EXERCISE REQUIREMENTS:
Write out all of the entries exactly as given.

PROVIDED INFORMATION:
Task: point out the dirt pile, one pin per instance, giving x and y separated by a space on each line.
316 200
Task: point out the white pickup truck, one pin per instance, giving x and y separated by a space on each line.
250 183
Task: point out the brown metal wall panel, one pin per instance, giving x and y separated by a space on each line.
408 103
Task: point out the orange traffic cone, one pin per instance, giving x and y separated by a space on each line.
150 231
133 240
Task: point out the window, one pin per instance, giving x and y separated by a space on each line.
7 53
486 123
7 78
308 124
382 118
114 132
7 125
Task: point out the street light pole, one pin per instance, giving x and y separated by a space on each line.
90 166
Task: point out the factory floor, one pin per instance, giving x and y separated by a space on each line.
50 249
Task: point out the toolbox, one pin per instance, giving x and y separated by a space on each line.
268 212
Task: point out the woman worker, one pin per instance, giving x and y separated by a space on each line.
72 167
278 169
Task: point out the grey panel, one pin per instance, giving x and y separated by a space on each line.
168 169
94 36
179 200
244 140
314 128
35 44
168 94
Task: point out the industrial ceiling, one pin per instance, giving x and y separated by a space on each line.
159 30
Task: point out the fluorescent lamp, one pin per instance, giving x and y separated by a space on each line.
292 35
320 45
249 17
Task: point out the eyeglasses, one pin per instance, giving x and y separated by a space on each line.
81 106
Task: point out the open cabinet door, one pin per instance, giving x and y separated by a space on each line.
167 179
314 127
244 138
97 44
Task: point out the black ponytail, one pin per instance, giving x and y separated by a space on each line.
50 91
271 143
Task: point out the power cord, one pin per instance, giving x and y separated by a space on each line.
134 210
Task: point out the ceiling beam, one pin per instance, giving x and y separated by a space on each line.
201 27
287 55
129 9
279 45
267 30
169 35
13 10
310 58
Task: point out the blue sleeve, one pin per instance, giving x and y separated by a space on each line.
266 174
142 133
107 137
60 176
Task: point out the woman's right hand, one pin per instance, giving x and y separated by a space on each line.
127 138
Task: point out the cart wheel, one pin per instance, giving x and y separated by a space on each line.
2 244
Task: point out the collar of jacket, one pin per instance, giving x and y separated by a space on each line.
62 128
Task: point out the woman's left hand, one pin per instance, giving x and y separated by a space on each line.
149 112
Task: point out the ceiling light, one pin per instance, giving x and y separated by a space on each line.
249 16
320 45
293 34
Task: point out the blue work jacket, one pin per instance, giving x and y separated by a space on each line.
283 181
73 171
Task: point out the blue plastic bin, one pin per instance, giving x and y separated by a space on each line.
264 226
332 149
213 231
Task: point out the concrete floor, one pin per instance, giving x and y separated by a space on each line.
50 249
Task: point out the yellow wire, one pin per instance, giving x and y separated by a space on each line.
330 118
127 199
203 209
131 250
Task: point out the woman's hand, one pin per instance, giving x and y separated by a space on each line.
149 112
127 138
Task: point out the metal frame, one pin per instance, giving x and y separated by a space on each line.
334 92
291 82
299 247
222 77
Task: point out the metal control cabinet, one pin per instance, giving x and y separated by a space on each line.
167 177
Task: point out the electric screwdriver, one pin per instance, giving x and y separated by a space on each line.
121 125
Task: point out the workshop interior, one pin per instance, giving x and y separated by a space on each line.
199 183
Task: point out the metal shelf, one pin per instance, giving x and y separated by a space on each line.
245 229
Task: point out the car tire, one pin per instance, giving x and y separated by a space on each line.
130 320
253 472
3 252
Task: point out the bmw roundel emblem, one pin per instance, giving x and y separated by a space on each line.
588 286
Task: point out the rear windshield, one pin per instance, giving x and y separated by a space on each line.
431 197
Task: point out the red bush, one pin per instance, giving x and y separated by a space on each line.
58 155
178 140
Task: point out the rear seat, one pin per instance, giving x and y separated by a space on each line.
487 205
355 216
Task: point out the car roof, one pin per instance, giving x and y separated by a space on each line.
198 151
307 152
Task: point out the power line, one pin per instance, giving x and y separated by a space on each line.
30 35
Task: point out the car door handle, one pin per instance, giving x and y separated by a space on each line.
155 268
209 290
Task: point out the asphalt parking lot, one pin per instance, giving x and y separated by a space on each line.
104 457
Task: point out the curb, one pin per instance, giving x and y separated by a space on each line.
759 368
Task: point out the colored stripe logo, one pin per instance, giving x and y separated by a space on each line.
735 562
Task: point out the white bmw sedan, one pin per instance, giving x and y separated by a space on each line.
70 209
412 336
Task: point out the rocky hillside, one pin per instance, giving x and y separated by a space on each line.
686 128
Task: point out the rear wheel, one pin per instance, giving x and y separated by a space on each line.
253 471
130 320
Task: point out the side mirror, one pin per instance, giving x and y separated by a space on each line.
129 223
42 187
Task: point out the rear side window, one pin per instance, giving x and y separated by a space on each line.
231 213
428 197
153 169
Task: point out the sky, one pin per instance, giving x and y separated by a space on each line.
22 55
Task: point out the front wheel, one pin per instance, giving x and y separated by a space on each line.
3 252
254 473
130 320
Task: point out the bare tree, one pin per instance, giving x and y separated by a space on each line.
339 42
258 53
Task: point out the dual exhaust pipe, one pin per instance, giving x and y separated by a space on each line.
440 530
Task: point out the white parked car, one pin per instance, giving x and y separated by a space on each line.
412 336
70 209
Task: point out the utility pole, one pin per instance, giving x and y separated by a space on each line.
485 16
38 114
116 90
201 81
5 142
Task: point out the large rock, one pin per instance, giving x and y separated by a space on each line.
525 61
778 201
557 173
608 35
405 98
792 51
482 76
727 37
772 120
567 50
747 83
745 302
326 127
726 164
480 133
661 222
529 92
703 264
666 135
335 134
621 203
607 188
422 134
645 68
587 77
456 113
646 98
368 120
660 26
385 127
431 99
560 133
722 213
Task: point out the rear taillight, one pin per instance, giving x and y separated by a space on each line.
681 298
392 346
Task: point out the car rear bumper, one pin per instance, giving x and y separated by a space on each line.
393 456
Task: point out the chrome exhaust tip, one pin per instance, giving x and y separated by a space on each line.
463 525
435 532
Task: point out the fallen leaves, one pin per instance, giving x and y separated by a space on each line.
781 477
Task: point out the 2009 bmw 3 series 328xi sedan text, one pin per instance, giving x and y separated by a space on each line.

RESPONSE BELOW:
Task: point out the dirt pile, one pin per instance, giving x and y separated by a space on each line.
316 200
Task: point out the white pickup truck, one pin per instance, giving x and y separated by a space on each line.
250 183
Task: point out the brown metal wall panel, one pin per instance, giving x and y separated by a space on each line.
408 103
Task: point out the orange traffic cone, one pin per instance, giving x and y separated by a space on each line.
150 231
133 240
Task: point out the window, one pin per instance, giving x and y separated by a space on each line.
7 53
486 123
7 78
308 124
382 118
114 132
7 125
Task: point out the street light pole, one pin per instance, giving x and y separated by a space on each line.
90 166
Task: point out the factory floor, one pin per instance, giving x and y separated by a space on each line.
50 249
Task: point out the toolbox, one pin per instance, giving x and y separated by a space on each line.
268 212
Task: point out the woman worker, one pin per instance, giving x and y separated by a space on each line.
72 167
278 169
Task: point out the grey panel, one pin per instance, giving x and y separated by a space on each line.
168 169
94 36
179 200
244 140
314 128
35 44
168 94
Task: point out the industrial ceiling, one pin per instance, giving x and y separated by a space on each line.
159 30
Task: point out the fluorescent lamp, one pin per instance, giving x and y separated by a space on each line.
292 35
320 45
249 17
Task: point out the eyeglasses, one pin per instance, giving x and y separated by a space on each line.
81 106
Task: point out the open cabinet door, one pin per instance, giving x and y separated by a space on each line.
167 179
314 127
244 138
97 44
Task: point out the black ponytail, one pin per instance, giving x and y separated by a space on each line.
50 91
271 143
Task: point out the power cord, one pin per instance, giving x and y separated by a space on each line.
134 210
Task: point out the ceiling beam, one pin per instance, giving x and y separated by a space on each line.
201 27
287 55
129 9
279 45
267 30
169 35
13 10
310 58
Task: point out the blue sleeve, one pin per instance, giving x and y separated by a space on each line.
266 174
142 133
107 137
60 176
Task: point out the woman's right hand, one pin per instance, giving x and y separated by a space on each line.
127 138
Task: point out the cart wheel, one pin per instance, giving x and y separated by a space on each line.
2 244
Task: point out the collar of jacket, one pin per instance, giving x and y separated by a space on each line.
62 128
Task: point out the woman's left hand, one pin per instance, giving x and y separated by a space on each line.
149 112
Task: point out the ceiling light, one pin per instance, giving x and y separated by a space on each line.
249 16
320 45
293 34
Task: point out the blue work jacket, one pin per instance, giving x and y separated by a space on each line.
283 181
73 171
Task: point out the blue plastic bin, one pin per instance, giving x and y separated by a space on each line.
264 226
332 149
213 231
Task: point out the concrete floor, one pin per instance, giving x and y separated by a space on each line.
50 249
Task: point out the yellow wire, one pin per instance, giving x and y separated by a space on each line.
330 118
127 199
203 209
131 250
Task: point out the woman's hand, one pin per instance, giving x and y separated by a space on each line.
149 112
127 138
Task: point out the metal frame, one pin per instance, giving x and y separated by a space on each line.
334 92
291 82
299 247
222 77
Task: point out the metal control cabinet, one pin per instance, giving x and y separated by a space on each line.
167 177
Task: point out the electric screwdriver, one pin per instance, giving x and y separated by a space on each line.
121 125
Task: point out the workshop interior, one pin per instance, giving x and y separated by a space on each line.
199 183
Task: point out the metal shelf, one pin per instance, giving x and y separated by a space on each line.
245 229
Task: point out the car tire, one pin per instance, giving x and y separated by a space on each line.
130 320
253 472
3 252
Task: point out the bmw roundel emblem, one pin per instance, giving x and y separated by a space on each line.
588 286
Task: point out the rear windshield, one pin per instance, giving x and y separated by a space on each line.
431 197
Task: point out the red bush, one pin per instance, giving x and y separated by a space on each line.
58 155
178 140
Task: point out the rear seat, one pin per instance, giving x and y separated by a space on each line.
487 205
355 216
Task: point out the car roof, one pin per instance, giving x and y separated by a space on each line.
198 151
307 152
Task: point out the power line, one pin per instance, giving x and y separated by a space on each line.
30 35
Task: point out the car door handle, one pin per instance, giving x and y separated by a space on each line.
155 268
209 290
Task: point out the asphalt parking lot, one pin per instance, giving x and y separated by a space on each line.
104 457
Task: point out the curb, one pin per instance, giving x and y separated by a space on each line.
759 368
Task: point out the colored stripe logo, one pin per instance, giving x and y separated by a space on each line.
735 562
Task: point out the white bmw sedan, one pin per instance, giving x and y separated by a space on each line.
70 209
412 336
Task: point out the rocky hillside, one pin per instance, giving x and y separated by a space on each line.
686 128
Task: point out the rear wheel, one pin per instance, giving x and y separated by a space on each line.
253 471
130 320
Task: point out the side mirror, one pin per instance, giving x and y separated by a space on each line.
129 223
42 187
Task: point out the rear side window, one pin per instance, giving x and y separated by a space on each line.
231 213
428 197
153 169
Task: point out the sky, one pin per instance, giving x and y separated by a space on each line.
22 55
Task: point out the front wheel, one pin per instance, giving x and y separated by a space on each line.
3 252
254 473
130 320
Task: point out the bare tree, one pin per instance, giving x and y separated by a space on each line.
339 42
258 53
Task: point out the dual exhaust pipe, one pin per instance, giving x and y separated by a space on each line.
440 530
Task: point out the white parked car, one pin per instance, giving x and y separated by a space on each line.
412 336
70 209
Task: point out the utility pole, one pin per instance, giving x and y separated by a space on each line.
485 16
38 114
116 90
201 81
5 142
Task: point out the large rock, one pin per instance, giving x and y separated by a space on each line.
525 61
778 201
557 173
608 35
405 98
792 51
482 76
727 37
772 120
567 50
747 83
745 302
326 127
726 164
480 133
661 222
529 92
703 264
666 135
335 134
621 203
607 188
422 134
645 68
587 77
456 113
646 98
368 120
660 26
385 127
431 99
560 133
722 213
Task: point out the rear taillight, one pin per instance, giving x and y separated by a space on each line.
681 298
392 346
Task: point out the car rear bumper, one pin per instance, giving x and y separated by a space on each line.
393 456
Task: point out the chrome exhaust tip, one pin per instance, giving x and y separated by a space on each line.
463 525
435 532
Task: point out the fallen leaves, one pin per instance, giving x and y separated by a space on each line.
781 477
Task: point out the 2009 bmw 3 series 328xi sedan text, one pin per instance, giving x and y separated by a space on each line.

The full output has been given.